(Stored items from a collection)
#####
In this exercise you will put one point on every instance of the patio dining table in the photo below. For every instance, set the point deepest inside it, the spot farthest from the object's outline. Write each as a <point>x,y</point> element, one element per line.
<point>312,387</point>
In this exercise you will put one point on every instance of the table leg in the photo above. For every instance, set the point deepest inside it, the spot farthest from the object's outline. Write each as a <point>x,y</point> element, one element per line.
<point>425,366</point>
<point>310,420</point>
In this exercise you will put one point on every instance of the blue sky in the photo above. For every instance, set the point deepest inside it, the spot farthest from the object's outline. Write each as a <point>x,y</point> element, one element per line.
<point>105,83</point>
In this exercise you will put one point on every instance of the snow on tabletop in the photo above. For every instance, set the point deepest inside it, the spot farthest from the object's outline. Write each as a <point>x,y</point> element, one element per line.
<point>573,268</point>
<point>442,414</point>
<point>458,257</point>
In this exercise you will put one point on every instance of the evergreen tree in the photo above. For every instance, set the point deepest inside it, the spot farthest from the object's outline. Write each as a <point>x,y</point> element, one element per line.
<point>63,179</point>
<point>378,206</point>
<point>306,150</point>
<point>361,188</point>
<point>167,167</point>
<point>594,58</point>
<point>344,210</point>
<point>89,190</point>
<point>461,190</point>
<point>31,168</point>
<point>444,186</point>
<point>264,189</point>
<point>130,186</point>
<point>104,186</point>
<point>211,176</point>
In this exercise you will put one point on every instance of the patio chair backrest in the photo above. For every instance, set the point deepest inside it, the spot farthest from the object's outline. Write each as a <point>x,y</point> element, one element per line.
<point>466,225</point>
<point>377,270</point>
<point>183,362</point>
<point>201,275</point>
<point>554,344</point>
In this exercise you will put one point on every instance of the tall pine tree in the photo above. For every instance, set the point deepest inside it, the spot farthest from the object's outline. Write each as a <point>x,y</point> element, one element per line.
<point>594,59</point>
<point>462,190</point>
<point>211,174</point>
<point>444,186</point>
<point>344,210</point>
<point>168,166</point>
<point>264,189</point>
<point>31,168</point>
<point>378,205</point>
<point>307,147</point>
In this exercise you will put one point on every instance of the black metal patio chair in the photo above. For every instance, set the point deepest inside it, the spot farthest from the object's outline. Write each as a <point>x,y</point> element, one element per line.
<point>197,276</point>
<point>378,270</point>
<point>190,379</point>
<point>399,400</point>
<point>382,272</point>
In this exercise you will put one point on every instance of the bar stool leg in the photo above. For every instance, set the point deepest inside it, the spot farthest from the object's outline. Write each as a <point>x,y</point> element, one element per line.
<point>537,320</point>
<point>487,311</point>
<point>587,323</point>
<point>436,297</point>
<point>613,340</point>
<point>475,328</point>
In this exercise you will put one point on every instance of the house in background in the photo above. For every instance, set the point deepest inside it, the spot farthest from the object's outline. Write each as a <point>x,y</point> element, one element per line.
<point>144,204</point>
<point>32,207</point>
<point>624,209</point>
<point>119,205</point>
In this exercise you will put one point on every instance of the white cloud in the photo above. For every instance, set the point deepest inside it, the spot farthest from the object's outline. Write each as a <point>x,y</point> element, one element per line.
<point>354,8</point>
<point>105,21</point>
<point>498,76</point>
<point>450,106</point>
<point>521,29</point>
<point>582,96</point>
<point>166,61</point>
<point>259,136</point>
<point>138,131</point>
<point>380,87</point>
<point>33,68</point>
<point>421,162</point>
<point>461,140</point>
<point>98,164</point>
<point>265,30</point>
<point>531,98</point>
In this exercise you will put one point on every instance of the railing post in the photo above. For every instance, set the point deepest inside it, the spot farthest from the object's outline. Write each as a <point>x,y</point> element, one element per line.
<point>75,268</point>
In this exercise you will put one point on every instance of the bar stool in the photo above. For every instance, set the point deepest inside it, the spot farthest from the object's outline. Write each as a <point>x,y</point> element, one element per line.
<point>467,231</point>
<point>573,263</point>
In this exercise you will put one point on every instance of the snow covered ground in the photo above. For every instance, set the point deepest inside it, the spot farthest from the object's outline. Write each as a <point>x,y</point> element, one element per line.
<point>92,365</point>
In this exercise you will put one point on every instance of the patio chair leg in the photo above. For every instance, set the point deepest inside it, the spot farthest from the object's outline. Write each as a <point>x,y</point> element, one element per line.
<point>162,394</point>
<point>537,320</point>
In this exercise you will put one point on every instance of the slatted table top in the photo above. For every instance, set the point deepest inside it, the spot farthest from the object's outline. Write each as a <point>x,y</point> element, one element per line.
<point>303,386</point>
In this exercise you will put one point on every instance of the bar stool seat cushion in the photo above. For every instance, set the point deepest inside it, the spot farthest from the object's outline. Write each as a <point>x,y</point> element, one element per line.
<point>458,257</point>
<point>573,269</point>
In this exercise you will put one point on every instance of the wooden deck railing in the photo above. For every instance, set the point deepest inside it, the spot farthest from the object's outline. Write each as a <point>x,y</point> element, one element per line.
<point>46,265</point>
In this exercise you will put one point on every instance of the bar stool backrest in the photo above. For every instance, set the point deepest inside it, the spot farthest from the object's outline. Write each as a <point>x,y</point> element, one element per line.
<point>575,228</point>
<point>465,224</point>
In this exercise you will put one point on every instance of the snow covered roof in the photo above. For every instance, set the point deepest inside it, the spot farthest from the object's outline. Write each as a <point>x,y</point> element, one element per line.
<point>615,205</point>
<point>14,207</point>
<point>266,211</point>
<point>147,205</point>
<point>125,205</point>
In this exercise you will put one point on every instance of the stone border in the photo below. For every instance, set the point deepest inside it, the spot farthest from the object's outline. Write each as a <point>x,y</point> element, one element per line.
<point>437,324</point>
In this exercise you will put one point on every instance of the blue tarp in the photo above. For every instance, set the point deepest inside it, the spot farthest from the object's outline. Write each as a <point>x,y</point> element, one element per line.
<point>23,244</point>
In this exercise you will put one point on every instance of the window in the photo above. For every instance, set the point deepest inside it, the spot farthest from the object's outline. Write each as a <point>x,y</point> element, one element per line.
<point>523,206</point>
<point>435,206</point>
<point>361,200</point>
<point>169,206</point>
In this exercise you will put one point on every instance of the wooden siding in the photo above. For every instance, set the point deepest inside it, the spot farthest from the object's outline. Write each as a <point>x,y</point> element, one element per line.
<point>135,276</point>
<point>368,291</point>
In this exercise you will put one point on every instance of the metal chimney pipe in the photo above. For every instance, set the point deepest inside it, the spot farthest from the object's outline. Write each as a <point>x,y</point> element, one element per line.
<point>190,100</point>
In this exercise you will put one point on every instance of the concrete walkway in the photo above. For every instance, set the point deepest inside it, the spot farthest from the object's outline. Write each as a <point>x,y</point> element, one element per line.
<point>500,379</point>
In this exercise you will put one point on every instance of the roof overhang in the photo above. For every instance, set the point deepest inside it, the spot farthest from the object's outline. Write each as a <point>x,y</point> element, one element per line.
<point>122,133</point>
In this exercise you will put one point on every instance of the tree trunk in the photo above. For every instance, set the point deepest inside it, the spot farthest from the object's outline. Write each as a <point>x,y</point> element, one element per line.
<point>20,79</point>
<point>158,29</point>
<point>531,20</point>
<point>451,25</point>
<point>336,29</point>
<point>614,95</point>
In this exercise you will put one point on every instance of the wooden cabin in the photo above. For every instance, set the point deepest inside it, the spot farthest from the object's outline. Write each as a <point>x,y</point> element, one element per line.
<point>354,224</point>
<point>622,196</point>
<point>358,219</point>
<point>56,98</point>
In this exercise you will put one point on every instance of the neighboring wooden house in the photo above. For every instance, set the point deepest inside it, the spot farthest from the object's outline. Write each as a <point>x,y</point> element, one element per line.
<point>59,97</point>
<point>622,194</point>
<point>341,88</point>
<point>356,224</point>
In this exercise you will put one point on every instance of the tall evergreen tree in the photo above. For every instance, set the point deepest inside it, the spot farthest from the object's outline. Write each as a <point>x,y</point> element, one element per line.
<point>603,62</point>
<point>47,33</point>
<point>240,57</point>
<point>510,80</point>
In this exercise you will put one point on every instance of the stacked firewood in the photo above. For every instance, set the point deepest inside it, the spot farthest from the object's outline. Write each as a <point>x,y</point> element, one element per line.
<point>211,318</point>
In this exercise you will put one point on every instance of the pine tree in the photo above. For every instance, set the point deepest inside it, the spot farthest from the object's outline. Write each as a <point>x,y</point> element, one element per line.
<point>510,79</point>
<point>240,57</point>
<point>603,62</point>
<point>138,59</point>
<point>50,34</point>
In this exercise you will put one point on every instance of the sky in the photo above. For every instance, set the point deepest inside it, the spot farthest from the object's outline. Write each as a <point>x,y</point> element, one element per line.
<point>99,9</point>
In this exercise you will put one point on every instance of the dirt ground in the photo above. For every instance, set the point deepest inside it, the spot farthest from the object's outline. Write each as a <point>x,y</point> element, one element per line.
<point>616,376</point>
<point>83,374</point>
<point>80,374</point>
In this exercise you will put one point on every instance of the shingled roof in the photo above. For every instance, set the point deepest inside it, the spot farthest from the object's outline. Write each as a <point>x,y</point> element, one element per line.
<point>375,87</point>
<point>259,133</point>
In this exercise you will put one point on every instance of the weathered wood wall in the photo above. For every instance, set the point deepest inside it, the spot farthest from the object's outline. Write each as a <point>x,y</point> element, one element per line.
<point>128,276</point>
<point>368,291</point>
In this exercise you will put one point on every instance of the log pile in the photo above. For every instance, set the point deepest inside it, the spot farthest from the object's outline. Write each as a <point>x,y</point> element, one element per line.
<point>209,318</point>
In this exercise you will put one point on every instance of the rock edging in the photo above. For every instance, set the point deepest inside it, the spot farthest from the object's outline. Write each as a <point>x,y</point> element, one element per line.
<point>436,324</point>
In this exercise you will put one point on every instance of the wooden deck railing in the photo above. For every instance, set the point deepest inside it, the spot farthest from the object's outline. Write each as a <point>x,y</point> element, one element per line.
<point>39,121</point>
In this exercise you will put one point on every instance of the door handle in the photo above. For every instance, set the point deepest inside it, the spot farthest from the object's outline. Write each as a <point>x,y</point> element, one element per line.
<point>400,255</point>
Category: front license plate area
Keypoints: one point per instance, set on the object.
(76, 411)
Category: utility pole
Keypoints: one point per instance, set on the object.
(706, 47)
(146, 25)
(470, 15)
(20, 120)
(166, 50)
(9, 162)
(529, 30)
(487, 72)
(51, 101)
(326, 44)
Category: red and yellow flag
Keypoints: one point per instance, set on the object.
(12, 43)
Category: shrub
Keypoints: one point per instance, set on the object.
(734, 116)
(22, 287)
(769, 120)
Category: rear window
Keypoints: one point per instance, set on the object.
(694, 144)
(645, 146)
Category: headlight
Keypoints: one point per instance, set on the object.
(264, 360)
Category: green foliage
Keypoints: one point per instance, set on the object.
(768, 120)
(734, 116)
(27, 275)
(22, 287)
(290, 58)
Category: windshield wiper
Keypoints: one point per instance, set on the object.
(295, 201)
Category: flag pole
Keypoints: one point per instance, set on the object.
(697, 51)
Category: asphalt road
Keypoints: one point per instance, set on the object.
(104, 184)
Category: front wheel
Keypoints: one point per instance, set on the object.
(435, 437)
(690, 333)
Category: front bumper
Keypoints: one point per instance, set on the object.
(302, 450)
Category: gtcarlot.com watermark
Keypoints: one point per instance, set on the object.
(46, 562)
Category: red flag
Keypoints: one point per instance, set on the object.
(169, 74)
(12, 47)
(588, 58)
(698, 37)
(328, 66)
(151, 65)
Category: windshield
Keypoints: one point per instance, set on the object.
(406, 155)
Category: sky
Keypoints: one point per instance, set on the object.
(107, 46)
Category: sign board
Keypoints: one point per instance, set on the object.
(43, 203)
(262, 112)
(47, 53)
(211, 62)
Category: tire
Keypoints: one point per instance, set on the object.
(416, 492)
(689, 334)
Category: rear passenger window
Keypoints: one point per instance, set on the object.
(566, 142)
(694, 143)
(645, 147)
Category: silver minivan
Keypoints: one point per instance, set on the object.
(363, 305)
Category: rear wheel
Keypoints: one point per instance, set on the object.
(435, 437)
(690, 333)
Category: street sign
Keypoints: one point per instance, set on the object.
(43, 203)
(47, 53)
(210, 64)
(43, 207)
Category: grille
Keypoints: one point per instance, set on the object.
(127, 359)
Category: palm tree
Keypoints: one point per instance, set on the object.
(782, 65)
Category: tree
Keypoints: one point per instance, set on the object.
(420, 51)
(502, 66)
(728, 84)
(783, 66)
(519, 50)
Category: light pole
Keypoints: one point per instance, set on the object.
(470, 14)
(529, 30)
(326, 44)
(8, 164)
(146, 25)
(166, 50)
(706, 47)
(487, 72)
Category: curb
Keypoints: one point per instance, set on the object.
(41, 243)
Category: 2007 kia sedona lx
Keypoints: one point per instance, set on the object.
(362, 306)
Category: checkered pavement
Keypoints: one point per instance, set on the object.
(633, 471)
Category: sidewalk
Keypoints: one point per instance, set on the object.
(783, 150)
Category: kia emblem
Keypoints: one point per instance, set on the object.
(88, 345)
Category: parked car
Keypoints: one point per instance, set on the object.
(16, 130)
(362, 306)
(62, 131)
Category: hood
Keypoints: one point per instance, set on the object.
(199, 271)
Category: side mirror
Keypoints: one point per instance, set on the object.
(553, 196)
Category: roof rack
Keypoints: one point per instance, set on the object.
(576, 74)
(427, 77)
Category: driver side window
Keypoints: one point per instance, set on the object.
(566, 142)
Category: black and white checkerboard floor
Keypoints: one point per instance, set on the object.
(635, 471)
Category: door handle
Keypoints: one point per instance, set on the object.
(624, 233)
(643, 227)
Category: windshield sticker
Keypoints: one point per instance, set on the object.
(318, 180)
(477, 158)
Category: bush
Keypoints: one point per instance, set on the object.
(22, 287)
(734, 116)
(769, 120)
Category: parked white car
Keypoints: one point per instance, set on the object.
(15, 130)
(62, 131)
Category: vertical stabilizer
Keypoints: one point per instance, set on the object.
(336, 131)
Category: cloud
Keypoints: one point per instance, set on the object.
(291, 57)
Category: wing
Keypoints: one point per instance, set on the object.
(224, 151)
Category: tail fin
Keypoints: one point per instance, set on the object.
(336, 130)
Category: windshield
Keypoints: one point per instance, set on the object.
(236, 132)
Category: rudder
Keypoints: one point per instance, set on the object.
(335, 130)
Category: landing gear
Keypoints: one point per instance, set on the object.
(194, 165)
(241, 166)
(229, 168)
#####
#### Instructions for the task:
Every line in the data that includes the word "wheel" should be counted, and only the resulting number given.

#### Exercise result:
2